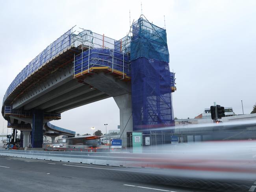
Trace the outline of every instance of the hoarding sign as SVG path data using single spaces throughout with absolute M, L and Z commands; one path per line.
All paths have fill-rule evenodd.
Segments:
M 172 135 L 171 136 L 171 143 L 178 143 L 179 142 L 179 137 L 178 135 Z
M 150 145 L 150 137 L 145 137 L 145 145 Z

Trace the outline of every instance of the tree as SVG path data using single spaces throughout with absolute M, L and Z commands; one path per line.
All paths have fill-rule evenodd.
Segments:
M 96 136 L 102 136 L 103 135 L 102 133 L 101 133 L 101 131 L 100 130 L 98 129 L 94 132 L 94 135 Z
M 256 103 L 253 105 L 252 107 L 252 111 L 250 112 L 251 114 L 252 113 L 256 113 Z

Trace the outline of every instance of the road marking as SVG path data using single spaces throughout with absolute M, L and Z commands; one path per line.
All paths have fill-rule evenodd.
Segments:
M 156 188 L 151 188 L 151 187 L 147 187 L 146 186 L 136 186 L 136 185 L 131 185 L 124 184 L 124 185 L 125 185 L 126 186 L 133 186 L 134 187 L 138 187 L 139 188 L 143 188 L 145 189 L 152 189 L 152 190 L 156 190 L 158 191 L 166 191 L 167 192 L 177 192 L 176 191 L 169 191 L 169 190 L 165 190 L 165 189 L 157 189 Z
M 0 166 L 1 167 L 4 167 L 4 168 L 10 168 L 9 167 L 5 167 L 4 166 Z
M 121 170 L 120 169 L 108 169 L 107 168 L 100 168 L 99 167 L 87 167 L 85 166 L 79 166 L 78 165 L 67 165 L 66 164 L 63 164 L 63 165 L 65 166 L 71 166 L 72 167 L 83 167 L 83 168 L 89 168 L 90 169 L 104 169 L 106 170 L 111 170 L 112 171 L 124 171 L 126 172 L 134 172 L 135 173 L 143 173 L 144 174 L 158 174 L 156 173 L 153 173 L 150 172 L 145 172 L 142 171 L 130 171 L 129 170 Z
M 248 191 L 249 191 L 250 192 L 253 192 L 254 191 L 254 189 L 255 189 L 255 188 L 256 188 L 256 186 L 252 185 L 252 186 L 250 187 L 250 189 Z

--

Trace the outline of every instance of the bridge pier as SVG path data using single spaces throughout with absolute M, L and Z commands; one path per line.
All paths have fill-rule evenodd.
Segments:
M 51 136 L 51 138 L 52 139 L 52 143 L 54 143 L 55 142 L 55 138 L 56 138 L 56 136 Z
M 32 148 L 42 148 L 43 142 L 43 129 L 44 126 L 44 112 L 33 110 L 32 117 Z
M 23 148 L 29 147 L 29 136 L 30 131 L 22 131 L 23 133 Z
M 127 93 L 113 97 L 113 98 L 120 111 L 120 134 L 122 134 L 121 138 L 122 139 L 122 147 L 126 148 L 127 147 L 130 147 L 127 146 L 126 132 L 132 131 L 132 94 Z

...

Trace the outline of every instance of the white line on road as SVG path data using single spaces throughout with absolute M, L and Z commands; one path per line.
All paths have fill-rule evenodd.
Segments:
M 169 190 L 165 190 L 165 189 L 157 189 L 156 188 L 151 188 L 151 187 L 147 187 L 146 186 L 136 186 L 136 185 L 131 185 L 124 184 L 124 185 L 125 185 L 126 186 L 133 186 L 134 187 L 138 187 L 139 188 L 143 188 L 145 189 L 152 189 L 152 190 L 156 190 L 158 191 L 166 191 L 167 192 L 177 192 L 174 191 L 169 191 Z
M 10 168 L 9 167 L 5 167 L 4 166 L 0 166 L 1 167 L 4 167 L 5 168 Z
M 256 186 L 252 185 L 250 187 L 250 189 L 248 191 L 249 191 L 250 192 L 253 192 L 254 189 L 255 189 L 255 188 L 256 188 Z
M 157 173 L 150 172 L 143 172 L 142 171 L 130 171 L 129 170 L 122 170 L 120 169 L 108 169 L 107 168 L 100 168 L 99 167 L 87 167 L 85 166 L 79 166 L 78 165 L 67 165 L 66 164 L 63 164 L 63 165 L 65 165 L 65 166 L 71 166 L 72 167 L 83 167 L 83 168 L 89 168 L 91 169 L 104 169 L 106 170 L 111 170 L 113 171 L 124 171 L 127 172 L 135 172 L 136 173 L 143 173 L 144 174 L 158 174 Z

Instructions for the task: Set out the lines of the data above as a numbered list, starting at the line that contains "Trace the outline of every instance of the white" and stopping after the line that contains "M 157 173 L", with any blank lines omitted.

Answer below:
1. Trace the outline of every instance of the white line on road as SVG path data using single spaces throughout with absolute M, L and Z commands; one path per line.
2. All paths have fill-rule evenodd.
3. Segments:
4. M 169 190 L 165 190 L 165 189 L 157 189 L 156 188 L 151 188 L 151 187 L 147 187 L 146 186 L 136 186 L 136 185 L 131 185 L 124 184 L 124 185 L 125 185 L 126 186 L 133 186 L 134 187 L 138 187 L 139 188 L 143 188 L 145 189 L 152 189 L 152 190 L 156 190 L 158 191 L 166 191 L 167 192 L 177 192 L 174 191 L 169 191 Z
5. M 10 168 L 9 167 L 5 167 L 4 166 L 0 166 L 1 167 L 4 167 L 5 168 Z
6. M 256 186 L 252 185 L 250 187 L 250 189 L 248 191 L 249 191 L 250 192 L 253 192 L 254 189 L 255 189 L 255 188 L 256 188 Z
7. M 157 173 L 150 172 L 143 172 L 142 171 L 130 171 L 129 170 L 122 170 L 120 169 L 108 169 L 107 168 L 100 168 L 99 167 L 87 167 L 85 166 L 79 166 L 78 165 L 67 165 L 66 164 L 63 164 L 63 165 L 65 165 L 65 166 L 71 166 L 72 167 L 83 167 L 83 168 L 89 168 L 91 169 L 104 169 L 106 170 L 111 170 L 113 171 L 124 171 L 127 172 L 135 172 L 136 173 L 143 173 L 144 174 L 158 174 Z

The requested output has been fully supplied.